ACTIONS TO TAKE:
1) Summarize the SplitAE notebook in exactly three sentences.
2) From the SplitAE notebook, reproduce the passage that begins at the words "covXXinvHalf = V_x" and stops after the words "view1 = np.random.randn(10000, 10)".

DOCUMENT EXCERPT:
══════════

None

Predicting views using SplitAE

[15]:
import numpy as np
import torch
from mvlearn.embed import SplitAE
import matplotlib.pyplot as plt
import sklearn.cross_decomposition
plt.style.use("ggplot")
%config InlineBackend.figure_format = 'svg'
[16]:
# cca, previously validated against sklearn CCA
def cca(X, Y, regularizationλ=0):

    X = X - X.mean(axis=0)
    Y = Y - Y.mean(axis=0)
    k = min(X.shape[1], Y.shape[1])
    covXX = (X.t() @ X) / X.shape[0] + regularizationλ*torch.eye(X.shape[1], device=X.device)
    covYY = (Y.t() @ Y) / X.shape[0] + regularizationλ*torch.eye(Y.shape[1], device=X.device)
    covXY = (X.t() @ Y) / X.shape[0]

    U_x, S_x, V_x = covXX.svd()
    U_y, S_y, V_y = covYY.svd()
    covXXinvHalf = V_x @ (S_x.sqrt().reciprocal().diag()) @ U_x.t()
    covYYinvHalf = V_y @ (S_y.sqrt().reciprocal().diag()) @ U_y.t()
    T = covXXinvHalf @ covXY @ covYYinvHalf
    U, S, V = T.svd()
    A = covXXinvHalf @ U[:, :k]
    B = covYYinvHalf @ V[:, :k]
    return A.t(), B.t(), S

Predicting a held out view with CCA, nonlinear relationship between views

[17]:
# The relationship between view1 and view2 is that view2(t) = view1(t) ** 2.
# In words, View1(t) is a nonlinear function of View2(t)
view1 = np.random.randn(10000, 10)
view2 = view1 ** 2
# view2 = view1 @ np.random.randn(10, 10)

══════════

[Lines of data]

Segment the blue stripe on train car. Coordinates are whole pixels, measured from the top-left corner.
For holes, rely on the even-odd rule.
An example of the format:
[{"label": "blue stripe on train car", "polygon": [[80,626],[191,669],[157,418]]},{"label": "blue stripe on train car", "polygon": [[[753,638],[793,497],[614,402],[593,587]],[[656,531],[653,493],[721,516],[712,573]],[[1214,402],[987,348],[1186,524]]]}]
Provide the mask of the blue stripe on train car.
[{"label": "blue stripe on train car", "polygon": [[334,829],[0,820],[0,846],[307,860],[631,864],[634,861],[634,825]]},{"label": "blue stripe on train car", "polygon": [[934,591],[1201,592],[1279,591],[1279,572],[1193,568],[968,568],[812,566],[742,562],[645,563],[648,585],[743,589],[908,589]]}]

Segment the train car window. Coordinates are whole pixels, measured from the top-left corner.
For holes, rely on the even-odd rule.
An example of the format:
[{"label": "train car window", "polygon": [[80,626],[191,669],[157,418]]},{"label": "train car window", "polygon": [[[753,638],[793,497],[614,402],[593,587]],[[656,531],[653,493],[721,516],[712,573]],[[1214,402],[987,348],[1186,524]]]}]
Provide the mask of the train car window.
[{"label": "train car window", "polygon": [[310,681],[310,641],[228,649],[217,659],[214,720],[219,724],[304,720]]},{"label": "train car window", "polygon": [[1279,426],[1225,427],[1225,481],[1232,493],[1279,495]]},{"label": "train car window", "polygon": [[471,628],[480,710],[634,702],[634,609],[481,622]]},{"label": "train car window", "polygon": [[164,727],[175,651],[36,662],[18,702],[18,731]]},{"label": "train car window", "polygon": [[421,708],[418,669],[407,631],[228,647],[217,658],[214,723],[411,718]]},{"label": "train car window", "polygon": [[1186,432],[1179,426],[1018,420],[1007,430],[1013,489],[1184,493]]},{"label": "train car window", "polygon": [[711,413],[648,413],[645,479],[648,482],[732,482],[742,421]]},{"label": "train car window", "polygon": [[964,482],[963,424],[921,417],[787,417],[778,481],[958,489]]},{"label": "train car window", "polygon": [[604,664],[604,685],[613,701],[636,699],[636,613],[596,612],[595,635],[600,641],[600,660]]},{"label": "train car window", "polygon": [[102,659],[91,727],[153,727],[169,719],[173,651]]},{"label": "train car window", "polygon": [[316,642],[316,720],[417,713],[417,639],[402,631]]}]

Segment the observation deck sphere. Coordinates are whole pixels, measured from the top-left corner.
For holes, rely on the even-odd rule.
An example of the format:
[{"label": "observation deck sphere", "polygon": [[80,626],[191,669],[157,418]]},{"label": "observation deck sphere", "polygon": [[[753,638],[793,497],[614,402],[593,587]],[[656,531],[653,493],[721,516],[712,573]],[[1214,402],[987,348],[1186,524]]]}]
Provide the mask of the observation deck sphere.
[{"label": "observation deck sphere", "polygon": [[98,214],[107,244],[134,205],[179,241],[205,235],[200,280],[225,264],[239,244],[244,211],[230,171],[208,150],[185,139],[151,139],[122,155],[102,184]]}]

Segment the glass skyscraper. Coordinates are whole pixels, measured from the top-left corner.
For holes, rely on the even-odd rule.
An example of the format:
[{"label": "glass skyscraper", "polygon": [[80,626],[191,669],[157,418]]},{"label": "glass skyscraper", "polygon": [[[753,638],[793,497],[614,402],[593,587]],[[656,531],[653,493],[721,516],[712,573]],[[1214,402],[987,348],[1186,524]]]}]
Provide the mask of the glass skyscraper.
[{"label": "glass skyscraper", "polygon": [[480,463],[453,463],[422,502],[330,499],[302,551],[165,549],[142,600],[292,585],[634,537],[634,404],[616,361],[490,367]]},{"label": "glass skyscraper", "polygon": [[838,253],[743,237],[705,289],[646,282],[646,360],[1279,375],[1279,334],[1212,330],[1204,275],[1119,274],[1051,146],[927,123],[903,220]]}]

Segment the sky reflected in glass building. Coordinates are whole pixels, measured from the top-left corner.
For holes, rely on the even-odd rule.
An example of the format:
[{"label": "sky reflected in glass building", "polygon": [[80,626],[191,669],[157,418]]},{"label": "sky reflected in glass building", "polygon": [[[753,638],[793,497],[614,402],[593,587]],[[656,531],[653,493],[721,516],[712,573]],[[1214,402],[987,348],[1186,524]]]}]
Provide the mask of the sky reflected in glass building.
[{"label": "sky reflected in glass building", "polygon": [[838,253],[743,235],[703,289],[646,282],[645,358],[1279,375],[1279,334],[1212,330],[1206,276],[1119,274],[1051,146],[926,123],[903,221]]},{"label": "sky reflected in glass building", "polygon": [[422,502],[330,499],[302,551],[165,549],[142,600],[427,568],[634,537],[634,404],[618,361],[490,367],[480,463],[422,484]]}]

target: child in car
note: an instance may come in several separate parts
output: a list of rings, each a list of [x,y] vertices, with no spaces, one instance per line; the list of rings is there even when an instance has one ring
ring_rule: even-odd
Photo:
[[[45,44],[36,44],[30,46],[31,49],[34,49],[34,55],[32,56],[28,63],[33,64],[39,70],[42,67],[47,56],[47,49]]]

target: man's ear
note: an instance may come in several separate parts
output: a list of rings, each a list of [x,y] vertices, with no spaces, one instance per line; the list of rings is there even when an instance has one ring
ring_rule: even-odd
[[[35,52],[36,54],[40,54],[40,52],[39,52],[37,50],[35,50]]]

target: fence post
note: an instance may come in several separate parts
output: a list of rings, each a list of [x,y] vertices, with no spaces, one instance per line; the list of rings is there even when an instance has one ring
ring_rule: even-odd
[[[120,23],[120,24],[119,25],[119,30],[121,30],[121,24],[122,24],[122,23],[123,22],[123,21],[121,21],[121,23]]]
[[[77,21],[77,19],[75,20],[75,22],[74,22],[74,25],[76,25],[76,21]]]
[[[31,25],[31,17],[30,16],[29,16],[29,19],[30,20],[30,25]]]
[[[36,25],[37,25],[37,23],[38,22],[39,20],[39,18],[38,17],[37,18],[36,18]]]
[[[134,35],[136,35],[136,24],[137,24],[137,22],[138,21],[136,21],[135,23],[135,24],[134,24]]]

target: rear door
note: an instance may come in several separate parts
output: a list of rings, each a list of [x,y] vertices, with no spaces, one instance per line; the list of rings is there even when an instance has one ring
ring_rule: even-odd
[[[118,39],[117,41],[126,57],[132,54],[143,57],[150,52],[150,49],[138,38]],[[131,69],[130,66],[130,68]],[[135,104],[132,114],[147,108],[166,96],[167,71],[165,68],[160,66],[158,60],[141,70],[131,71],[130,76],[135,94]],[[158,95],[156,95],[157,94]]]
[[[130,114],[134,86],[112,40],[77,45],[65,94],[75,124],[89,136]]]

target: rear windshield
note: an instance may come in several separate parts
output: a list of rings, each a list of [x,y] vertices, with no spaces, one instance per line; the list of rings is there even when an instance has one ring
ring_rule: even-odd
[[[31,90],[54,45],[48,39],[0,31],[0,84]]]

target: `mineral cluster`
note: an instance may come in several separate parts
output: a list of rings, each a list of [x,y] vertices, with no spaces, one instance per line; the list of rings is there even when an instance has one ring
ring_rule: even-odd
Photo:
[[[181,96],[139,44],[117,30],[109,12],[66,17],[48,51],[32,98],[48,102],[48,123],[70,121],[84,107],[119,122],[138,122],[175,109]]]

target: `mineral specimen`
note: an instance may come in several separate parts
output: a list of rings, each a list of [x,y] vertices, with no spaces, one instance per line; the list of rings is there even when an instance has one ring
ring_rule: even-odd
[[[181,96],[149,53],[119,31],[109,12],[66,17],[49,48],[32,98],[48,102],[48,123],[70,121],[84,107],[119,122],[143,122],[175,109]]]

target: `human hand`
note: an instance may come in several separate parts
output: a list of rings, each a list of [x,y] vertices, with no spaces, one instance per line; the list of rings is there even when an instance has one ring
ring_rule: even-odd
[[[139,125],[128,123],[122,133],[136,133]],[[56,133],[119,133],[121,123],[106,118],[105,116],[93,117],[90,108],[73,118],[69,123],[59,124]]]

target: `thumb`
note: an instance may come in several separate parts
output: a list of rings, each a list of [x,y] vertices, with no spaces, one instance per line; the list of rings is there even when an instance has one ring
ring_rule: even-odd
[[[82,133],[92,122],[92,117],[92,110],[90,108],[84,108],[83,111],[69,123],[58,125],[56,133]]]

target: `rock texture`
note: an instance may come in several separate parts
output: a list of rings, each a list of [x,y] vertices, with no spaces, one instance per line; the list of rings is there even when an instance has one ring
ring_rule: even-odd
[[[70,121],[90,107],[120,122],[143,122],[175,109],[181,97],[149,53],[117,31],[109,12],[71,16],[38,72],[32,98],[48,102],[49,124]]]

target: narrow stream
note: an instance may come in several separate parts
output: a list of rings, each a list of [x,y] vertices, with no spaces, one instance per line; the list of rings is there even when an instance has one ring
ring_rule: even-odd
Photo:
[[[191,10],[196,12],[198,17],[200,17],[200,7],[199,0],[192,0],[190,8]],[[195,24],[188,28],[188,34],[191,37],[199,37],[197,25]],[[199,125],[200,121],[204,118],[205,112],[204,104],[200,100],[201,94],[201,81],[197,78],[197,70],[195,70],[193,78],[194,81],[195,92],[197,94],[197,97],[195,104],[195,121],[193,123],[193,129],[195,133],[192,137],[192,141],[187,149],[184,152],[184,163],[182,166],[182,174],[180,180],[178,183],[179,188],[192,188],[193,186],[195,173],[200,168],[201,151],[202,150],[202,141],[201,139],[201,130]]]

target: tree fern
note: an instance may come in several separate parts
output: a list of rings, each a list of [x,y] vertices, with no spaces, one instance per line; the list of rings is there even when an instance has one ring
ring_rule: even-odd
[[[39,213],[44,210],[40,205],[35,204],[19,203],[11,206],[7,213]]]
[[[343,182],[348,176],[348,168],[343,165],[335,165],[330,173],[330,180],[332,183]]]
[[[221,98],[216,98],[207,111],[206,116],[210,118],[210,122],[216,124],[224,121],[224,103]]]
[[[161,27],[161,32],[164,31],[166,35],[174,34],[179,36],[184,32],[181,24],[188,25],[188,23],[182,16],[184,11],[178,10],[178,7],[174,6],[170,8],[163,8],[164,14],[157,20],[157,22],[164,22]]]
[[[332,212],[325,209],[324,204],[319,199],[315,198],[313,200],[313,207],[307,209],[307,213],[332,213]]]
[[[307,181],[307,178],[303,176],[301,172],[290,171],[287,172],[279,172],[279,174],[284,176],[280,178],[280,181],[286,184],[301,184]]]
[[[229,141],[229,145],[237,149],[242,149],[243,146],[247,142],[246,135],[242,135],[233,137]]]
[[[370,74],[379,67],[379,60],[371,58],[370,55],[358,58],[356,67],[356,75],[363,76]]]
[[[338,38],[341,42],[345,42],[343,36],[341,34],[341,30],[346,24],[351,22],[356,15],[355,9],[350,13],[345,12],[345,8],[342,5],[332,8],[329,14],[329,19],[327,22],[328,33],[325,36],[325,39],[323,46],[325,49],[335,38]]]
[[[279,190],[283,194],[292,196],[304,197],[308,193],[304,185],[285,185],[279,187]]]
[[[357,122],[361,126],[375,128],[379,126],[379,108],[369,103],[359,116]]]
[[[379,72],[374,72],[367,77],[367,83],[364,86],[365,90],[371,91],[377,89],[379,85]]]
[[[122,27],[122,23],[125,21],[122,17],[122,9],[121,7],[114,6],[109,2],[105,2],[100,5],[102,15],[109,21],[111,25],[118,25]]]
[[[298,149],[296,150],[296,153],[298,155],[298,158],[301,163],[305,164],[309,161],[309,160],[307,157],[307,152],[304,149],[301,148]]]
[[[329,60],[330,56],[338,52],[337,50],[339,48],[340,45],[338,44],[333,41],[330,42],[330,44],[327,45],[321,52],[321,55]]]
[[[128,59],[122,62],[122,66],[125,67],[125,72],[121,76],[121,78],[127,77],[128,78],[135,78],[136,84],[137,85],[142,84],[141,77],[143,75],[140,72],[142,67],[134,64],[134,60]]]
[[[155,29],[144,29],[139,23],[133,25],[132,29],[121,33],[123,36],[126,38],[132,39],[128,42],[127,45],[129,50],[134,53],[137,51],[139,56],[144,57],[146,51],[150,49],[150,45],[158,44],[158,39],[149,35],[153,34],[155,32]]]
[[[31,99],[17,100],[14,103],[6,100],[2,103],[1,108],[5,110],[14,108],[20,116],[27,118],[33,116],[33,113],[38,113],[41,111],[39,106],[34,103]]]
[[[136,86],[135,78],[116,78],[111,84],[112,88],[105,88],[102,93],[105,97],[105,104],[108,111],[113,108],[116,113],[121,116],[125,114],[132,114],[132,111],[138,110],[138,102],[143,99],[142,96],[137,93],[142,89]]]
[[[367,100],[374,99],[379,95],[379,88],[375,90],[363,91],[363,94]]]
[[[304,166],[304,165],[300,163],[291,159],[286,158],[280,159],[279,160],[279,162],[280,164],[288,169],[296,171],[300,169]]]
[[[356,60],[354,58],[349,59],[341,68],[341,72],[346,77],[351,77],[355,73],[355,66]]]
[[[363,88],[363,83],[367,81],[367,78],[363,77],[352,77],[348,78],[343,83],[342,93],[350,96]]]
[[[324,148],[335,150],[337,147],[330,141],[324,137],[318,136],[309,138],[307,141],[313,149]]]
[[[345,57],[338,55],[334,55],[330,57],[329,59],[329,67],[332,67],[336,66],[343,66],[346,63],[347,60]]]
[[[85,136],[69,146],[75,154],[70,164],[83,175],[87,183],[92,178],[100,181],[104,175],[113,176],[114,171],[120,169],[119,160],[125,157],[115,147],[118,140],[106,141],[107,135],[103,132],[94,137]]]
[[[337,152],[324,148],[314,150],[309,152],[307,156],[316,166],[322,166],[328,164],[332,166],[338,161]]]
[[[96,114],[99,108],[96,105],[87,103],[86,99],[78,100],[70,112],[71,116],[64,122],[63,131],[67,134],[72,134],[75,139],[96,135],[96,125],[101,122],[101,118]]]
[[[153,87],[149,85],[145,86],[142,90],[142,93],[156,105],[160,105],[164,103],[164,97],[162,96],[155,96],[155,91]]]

══════════

COMPLETED EXERCISE:
1) The SplitAE notebook, titled "Predicting views using SplitAE," imports numpy, torch, SplitAE from mvlearn, matplotlib, and sklearn's cross-decomposition module. It defines a cca function, previously validated against sklearn CCA, that centers two views, forms their covariance matrices with an optional regularization term, and returns two transposed projection matrices along with singular values. It then sets up prediction of a held-out view with CCA under a nonlinear relationship, generating view1 as random normal data of shape 10000 by 10 and setting view2 to view1 squared.

2)
covXXinvHalf = V_x @ (S_x.sqrt().reciprocal().diag()) @ U_x.t()
    covYYinvHalf = V_y @ (S_y.sqrt().reciprocal().diag()) @ U_y.t()
    T = covXXinvHalf @ covXY @ covYYinvHalf
    U, S, V = T.svd()
    A = covXXinvHalf @ U[:, :k]
    B = covYYinvHalf @ V[:, :k]
    return A.t(), B.t(), S

Predicting a held out view with CCA, nonlinear relationship between views

[17]:
# The relationship between view1 and view2 is that view2(t) = view1(t) ** 2.
# In words, View1(t) is a nonlinear function of View2(t)
view1 = np.random.randn(10000, 10)